**What the exercise asks:**
Copy every line below word for word, and leave the pictures out of your copy.

**Records:**

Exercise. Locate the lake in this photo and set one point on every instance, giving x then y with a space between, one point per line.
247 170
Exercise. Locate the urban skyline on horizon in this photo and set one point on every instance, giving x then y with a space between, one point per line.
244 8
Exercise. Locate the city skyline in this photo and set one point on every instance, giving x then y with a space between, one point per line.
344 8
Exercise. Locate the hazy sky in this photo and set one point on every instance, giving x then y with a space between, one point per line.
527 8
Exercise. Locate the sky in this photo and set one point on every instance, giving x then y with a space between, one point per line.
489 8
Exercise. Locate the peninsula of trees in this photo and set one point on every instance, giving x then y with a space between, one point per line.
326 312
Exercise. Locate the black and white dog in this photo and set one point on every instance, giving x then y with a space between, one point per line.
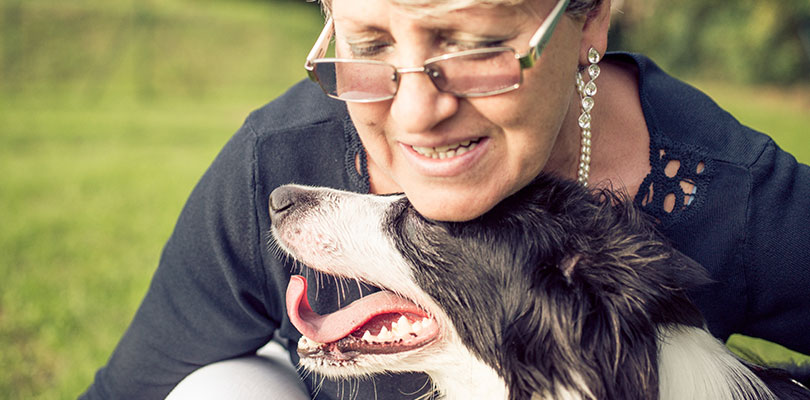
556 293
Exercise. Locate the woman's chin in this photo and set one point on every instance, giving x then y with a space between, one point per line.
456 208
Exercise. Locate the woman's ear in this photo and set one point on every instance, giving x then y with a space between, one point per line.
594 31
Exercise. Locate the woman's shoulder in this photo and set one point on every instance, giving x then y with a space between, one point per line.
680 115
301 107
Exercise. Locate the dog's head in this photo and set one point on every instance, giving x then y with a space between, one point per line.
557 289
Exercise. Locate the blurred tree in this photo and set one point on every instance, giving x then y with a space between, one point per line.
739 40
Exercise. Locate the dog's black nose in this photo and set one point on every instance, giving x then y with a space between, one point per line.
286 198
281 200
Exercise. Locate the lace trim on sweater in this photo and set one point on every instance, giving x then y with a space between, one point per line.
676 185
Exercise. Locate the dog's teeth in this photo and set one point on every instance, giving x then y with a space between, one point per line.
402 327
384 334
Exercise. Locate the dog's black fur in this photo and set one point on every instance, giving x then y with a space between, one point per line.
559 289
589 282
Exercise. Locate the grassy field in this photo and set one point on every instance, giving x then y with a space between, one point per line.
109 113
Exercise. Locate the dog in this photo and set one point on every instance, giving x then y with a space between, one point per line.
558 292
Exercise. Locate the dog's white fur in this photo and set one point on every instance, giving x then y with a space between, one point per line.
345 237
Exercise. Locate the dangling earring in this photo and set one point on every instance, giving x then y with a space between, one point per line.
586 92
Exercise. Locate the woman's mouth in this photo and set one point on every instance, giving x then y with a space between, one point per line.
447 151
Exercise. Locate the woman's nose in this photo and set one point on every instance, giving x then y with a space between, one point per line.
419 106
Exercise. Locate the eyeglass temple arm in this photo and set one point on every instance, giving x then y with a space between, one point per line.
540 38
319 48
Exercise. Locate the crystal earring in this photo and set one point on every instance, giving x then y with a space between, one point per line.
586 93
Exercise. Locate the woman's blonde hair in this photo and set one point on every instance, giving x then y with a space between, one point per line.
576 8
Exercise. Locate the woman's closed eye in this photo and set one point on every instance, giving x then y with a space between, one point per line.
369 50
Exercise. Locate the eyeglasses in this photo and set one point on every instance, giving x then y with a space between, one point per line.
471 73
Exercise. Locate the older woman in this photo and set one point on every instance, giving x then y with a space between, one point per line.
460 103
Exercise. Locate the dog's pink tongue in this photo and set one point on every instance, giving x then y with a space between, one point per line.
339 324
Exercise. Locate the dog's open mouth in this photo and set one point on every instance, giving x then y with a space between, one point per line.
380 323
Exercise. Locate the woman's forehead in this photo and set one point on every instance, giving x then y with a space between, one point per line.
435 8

**Reply to the task:**
Exercise. Locate the lake in this photo and set one point on every instance, giving x then y with a space between, one point per line.
247 170
Exercise. Locate the urban skyline on horizon in this photo and set one point on every instance, giving x then y with a space between, one point per line.
244 8
Exercise. Locate the city skyline in this photo and set one point on every instance, giving x then y with a space between, one point per line.
344 8
Exercise. Locate the hazy sky in this photo and set one point on every instance, giving x then y with a space between, one point per line.
527 8
Exercise. Locate the sky in this photo and set one point on every instance, giving x then y with a space between, one point per line.
489 8
Exercise. Locate the peninsula of trees in this photo and set one point on every instance, giving x then y with a space between, one point per line.
326 312
Exercise. Locate the black and white dog in this photo and set one point on every instance, giving x then y with a space between, one point per line.
556 293
Exercise. Locate the woman's chin in this photo and set one point on every instance, giving x then y with a space between, one point per line.
456 208
Exercise. Locate the woman's ear in this photo and set one point on every instance, giving x then y with a space between, one point per line.
594 31
Exercise. Locate the woman's shoulder in this photo and set one point on every instance, giving x then y with a space between, one point per line.
680 115
301 107
Exercise. Locate the dog's head in this photo and set one point on every instance, giving x then y with a space between, one point per line.
557 289
Exercise. Locate the blurred tree in this photo and set one point on every instance, giving x then y with a space between, one point per line.
739 40
Exercise. Locate the dog's black nose in this photo and set one point on every instance, giving x then y with a space between, one point per line.
286 198
281 200
Exercise. Locate the lace trim on sweater in this photo and set one point on every instance, giving x then y with a space between, one point per line.
676 185
Exercise. Locate the dog's teeth in this photo and set one point on every instance, giving x then y with a space between, one point per line.
402 327
384 334
Exercise. Locate the dog's black fur in this photo and set one point on every instance, giving x then y with a space between, one point per line.
559 289
589 282
Exercise. Locate the grassy field in this photo and set one point on every instance, giving x then y with a space between, one point per line.
109 113
Exercise. Locate the dog in this photo and set one point on every instance, giving x then y with a space between, one point per line.
558 292
Exercise. Locate the dog's white fur in this photo and set one point on every instance, giving x then y with a space between, one point per line.
345 237
Exercise. Locate the dangling earring in this photo and set one point on every instance, giving x then y with a space between, one point per line.
586 92
Exercise. Locate the woman's mouth in this photo and set one point on every instance, giving x then y with a space between, one point per line.
447 151
Exercise. Locate the woman's nose in this photo and set one point on every instance, giving x then y with a space between, one point per line.
419 106
Exercise. Locate the eyeglass temple arm in this photo and set one point on every instance, giving x then y with a space between, one point per line.
540 38
319 48
Exercise. Locate the crystal earring in this photo and set one point on every instance, giving x then y with a space between, one point per line.
586 93
Exercise. Locate the woman's blonde hair in this photo and set one point on every instance, giving x then y with a space between, one point per line.
576 8
Exercise. Locate the woman's closed eye in this photo and set one point on every instance, giving x then y with a space between, one point per line.
369 50
Exercise. Locate the eyeglasses in this photo and set one point on every instance, giving x then y with a space between, one point per line.
471 73
Exercise. Locate the older woman in this photo and set one point on every instance, giving x then y with a space between, one point per line.
460 103
Exercise. Locate the dog's pink tongue in this photo and set one point on every instance, giving x then y with a space between, one point per line.
339 324
Exercise. Locate the dog's open mouth in this photo and set one point on every instance, giving x then y with a space between, one point per line.
380 323
Exercise. Locate the woman's forehead in this photo and set one point on every instance, giving x then y with a space between, one point per line.
435 8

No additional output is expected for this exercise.